* _SOURCE EXCERPT_:
———

0

I am writing a lexer in which I want to remove comments such as:

/* this is a block comment that can
   span across multiple lines */
// this a line comment that can only span one line

I have attempted this already with /\*.*\*/ which matches block comments. The problem with this is that RegEx's first match always seems to be the longest. If I have multiple block comments in the same code, it will match the substring from the start of the first block comment to the end of the last block comment. This is an issue I would like to fix. I assume I can (after the .*) add in something that checks that there isn't a */ in the comment itself. However, I do not know how to tell RegEx (Java) to not match a specific word in the substring.

How can I edit /\*.*\*/ to stop String.replaceAll() matching across several comments? (I can use the same solution for the line comments for // and \n)

———

* _RECORDS SHOWN_:
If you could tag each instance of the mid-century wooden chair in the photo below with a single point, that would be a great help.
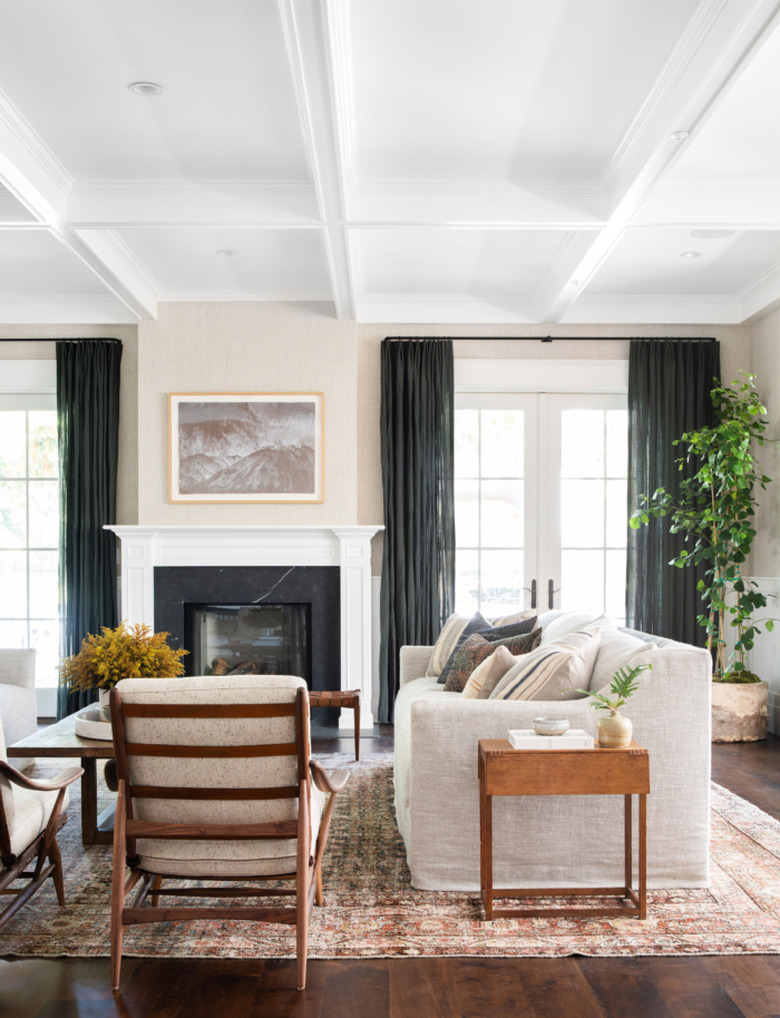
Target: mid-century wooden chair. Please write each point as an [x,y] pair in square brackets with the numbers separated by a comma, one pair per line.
[31,815]
[216,784]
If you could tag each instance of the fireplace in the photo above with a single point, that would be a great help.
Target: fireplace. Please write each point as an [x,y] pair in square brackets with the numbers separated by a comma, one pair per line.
[248,639]
[166,570]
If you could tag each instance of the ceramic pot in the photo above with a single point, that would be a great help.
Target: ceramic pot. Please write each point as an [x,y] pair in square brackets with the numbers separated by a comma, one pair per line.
[103,704]
[614,731]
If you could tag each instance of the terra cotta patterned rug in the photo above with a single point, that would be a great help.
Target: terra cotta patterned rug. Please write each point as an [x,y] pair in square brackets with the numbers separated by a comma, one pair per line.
[372,910]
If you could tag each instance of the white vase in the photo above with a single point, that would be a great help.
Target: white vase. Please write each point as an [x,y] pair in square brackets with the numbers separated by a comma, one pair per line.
[614,731]
[103,704]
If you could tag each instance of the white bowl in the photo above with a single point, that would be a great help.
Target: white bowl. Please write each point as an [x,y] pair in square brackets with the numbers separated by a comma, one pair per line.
[550,726]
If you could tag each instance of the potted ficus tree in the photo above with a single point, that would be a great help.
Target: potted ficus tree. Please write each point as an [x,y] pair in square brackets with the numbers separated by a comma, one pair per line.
[714,511]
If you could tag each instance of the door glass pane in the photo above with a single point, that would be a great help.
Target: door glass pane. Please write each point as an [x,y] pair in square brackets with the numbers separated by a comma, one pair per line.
[502,444]
[581,513]
[501,582]
[13,432]
[501,510]
[44,460]
[582,444]
[467,444]
[13,584]
[467,513]
[44,513]
[13,523]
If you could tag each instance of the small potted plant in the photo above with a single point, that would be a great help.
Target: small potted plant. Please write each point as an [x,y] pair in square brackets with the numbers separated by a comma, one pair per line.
[125,653]
[615,730]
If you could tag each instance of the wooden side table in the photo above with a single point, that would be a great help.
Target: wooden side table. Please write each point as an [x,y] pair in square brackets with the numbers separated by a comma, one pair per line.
[340,697]
[504,771]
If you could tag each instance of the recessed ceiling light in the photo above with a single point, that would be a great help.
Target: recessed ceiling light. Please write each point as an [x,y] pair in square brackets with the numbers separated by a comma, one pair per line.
[712,234]
[145,88]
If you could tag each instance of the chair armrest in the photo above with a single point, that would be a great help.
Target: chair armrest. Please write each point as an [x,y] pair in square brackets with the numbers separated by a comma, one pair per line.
[62,780]
[333,782]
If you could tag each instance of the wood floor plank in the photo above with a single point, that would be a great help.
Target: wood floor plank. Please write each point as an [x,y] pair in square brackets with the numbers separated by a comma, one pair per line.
[689,990]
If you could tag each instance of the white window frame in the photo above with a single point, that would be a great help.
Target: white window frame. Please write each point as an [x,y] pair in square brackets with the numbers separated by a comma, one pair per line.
[32,385]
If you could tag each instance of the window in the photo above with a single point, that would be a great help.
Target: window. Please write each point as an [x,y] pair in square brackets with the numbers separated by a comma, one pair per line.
[540,491]
[30,520]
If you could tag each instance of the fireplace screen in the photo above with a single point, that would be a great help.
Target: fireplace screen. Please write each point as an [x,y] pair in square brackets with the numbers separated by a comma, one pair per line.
[249,639]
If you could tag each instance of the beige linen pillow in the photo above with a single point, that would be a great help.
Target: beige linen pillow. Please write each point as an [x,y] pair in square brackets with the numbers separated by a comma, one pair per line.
[486,677]
[553,671]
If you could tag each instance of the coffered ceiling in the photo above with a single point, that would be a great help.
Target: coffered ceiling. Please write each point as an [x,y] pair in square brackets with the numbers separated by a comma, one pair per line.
[413,161]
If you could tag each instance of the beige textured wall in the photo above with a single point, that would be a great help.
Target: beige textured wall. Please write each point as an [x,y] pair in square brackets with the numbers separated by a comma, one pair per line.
[36,344]
[247,347]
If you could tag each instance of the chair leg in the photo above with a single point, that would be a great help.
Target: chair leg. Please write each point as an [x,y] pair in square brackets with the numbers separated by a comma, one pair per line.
[56,860]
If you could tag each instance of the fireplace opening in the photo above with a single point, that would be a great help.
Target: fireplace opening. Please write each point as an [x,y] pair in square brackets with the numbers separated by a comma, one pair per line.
[249,639]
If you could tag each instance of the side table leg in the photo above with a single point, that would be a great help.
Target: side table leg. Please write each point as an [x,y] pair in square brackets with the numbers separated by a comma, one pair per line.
[628,842]
[89,800]
[357,727]
[486,848]
[643,856]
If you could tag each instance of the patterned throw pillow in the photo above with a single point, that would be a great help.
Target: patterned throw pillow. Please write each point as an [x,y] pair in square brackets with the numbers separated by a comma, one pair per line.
[475,649]
[456,628]
[554,670]
[519,628]
[486,677]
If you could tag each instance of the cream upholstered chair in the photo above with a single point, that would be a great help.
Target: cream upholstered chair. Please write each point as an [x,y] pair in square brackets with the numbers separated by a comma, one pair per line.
[216,784]
[17,696]
[31,814]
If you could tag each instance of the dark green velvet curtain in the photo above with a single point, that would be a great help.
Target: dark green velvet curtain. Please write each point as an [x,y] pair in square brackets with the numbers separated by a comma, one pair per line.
[669,385]
[88,421]
[418,447]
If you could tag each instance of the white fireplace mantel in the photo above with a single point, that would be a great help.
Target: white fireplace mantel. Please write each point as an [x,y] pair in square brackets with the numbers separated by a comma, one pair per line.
[145,548]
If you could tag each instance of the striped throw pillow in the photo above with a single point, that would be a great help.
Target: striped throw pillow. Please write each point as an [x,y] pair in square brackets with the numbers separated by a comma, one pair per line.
[553,671]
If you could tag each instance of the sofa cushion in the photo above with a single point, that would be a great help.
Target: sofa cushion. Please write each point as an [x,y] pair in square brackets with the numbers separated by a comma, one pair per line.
[475,649]
[456,628]
[571,622]
[486,676]
[518,628]
[554,671]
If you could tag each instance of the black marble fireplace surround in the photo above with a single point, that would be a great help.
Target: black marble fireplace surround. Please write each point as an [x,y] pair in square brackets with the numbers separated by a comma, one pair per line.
[177,586]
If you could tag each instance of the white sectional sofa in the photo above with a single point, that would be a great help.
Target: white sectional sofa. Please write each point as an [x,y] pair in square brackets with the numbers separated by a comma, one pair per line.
[561,841]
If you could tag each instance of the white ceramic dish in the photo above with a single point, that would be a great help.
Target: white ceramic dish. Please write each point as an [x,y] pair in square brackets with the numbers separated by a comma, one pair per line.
[551,726]
[88,724]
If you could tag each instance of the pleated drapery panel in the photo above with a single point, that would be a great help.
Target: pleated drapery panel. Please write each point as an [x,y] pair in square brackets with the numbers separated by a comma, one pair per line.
[88,421]
[418,450]
[669,386]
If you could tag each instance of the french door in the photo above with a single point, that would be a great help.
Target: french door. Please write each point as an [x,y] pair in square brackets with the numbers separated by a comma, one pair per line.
[541,501]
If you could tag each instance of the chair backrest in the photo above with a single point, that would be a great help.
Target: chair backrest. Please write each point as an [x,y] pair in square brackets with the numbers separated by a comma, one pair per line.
[212,749]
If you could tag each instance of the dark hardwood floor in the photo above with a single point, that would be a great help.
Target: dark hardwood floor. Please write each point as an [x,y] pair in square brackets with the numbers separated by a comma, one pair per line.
[535,987]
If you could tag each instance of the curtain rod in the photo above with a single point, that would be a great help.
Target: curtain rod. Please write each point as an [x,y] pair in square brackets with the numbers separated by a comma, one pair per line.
[549,339]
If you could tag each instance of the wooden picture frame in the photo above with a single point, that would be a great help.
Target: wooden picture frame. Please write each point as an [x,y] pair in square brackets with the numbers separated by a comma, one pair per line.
[235,447]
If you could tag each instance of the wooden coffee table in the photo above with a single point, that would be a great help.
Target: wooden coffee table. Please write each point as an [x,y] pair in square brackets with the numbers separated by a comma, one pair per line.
[61,740]
[504,771]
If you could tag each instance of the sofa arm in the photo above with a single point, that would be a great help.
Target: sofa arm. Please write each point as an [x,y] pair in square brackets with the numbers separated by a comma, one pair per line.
[412,663]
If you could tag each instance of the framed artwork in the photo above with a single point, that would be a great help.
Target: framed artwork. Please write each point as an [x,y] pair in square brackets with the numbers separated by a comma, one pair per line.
[245,446]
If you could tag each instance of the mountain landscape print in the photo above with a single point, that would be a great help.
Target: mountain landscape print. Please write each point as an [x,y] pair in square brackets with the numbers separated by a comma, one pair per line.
[236,447]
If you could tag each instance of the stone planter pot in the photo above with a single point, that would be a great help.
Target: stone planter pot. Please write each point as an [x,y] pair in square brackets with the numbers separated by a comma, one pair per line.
[740,712]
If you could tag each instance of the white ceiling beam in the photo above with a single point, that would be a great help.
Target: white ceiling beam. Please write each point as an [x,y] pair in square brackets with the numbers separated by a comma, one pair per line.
[318,71]
[718,44]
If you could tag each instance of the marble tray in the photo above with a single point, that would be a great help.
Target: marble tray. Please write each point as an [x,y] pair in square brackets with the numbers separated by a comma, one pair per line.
[88,724]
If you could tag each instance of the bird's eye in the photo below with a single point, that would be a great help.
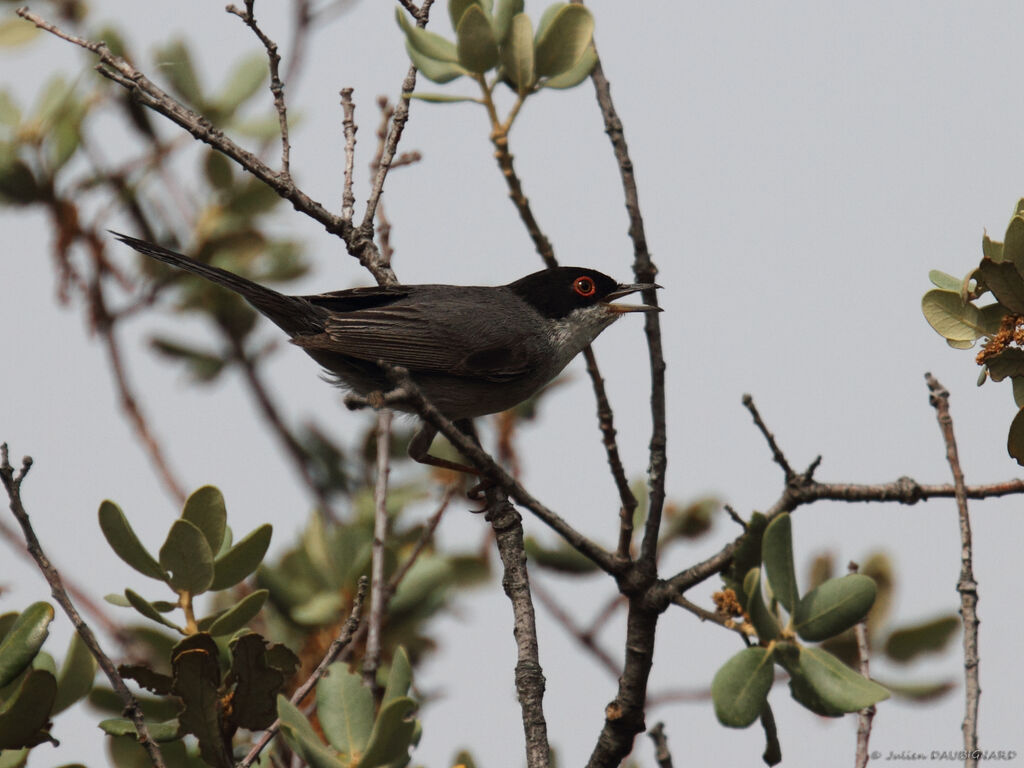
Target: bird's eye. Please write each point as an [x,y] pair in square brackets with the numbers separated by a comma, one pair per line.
[584,286]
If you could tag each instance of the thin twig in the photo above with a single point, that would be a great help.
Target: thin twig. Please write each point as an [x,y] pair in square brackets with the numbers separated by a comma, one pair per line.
[776,453]
[624,717]
[967,586]
[12,483]
[148,94]
[606,423]
[581,635]
[344,638]
[349,128]
[377,598]
[662,754]
[865,716]
[276,86]
[293,449]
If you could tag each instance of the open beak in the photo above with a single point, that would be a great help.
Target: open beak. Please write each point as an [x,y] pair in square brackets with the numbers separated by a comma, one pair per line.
[625,290]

———

* _THE TASKS_:
a: In the regex comment question above, list every character sequence that the writer gives as marking the start or the end of a comment.
b: Reproduce the regex comment question word for word, from "I am writing" to "in the substring.".

* _SOLUTION LIST_:
a:
/*
*/
//
\n

b:
I am writing a lexer in which I want to remove comments such as:

/* this is a block comment that can
   span across multiple lines */
// this a line comment that can only span one line

I have attempted this already with /\*.*\*/ which matches block comments. The problem with this is that RegEx's first match always seems to be the longest. If I have multiple block comments in the same code, it will match the substring from the start of the first block comment to the end of the last block comment. This is an issue I would like to fix. I assume I can (after the .*) add in something that checks that there isn't a */ in the comment itself. However, I do not know how to tell RegEx (Java) to not match a specific word in the substring.